DATA RECORDS Start Marker

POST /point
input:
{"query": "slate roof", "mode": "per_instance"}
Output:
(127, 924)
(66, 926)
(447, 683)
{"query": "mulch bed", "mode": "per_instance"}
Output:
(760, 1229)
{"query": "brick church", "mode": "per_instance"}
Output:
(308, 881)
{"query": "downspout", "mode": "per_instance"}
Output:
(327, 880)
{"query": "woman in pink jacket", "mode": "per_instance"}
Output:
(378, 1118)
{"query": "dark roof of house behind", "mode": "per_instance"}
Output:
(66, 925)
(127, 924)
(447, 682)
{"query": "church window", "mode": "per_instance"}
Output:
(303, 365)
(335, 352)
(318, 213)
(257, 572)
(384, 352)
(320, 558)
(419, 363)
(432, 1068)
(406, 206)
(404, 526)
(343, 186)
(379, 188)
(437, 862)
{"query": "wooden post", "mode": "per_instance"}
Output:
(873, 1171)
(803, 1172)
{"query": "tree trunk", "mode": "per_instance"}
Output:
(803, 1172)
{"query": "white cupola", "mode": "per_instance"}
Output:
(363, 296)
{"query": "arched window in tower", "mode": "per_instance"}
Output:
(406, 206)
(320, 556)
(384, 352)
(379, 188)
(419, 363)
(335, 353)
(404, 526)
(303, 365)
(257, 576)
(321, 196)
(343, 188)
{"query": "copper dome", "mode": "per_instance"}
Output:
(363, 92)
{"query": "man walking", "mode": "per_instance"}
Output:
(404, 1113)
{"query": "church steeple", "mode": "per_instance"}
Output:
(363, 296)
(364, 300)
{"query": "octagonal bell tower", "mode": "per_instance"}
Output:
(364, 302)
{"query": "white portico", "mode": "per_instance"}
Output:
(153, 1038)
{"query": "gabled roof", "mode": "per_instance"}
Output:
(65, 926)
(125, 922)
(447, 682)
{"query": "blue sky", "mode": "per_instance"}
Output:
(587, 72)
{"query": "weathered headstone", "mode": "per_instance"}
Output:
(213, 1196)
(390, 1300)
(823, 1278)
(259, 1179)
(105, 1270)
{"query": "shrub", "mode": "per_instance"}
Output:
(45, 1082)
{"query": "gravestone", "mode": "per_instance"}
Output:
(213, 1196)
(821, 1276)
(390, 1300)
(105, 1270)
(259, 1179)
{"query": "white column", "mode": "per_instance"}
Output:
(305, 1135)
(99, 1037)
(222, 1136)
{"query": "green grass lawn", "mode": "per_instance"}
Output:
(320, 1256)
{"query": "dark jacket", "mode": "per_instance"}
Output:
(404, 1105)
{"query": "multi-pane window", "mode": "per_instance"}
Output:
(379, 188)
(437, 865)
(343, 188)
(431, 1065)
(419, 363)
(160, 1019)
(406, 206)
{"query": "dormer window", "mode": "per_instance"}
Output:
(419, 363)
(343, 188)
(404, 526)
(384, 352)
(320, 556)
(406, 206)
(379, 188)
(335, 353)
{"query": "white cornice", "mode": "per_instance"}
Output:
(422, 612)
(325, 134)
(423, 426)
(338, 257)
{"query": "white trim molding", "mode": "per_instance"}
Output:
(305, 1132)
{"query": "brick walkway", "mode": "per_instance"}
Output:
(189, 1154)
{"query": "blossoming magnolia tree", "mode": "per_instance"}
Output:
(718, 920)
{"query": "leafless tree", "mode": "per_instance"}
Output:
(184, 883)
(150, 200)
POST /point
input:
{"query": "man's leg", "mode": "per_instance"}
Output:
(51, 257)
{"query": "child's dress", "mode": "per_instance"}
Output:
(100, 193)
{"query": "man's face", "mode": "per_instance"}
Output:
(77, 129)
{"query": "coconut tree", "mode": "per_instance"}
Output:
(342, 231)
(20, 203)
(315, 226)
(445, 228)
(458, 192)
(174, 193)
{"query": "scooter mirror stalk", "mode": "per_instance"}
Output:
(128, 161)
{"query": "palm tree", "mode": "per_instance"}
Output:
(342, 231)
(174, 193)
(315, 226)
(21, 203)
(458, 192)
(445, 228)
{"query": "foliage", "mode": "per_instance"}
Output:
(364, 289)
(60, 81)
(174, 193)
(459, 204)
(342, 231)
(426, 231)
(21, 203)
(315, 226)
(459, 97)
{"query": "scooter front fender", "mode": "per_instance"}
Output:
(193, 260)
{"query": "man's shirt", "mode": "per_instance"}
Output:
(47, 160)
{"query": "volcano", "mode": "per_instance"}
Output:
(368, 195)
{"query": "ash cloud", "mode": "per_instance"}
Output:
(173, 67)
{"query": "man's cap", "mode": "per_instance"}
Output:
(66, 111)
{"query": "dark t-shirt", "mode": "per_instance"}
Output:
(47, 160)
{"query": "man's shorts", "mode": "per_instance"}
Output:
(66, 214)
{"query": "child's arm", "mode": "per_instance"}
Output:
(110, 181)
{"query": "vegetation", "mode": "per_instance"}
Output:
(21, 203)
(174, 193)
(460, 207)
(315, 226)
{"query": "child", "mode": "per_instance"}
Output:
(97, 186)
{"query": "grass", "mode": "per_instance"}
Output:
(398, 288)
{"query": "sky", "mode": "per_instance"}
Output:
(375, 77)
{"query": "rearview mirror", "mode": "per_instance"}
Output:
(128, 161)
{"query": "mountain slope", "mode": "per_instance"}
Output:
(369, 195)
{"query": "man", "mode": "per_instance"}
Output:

DATA RECORDS End Marker

GOAL OF THE EXERCISE | Copy each line containing the word "scooter" from the data.

RESPONSE BELOW |
{"query": "scooter mirror stalk", "mode": "per_instance"}
{"query": "scooter front fender", "mode": "per_instance"}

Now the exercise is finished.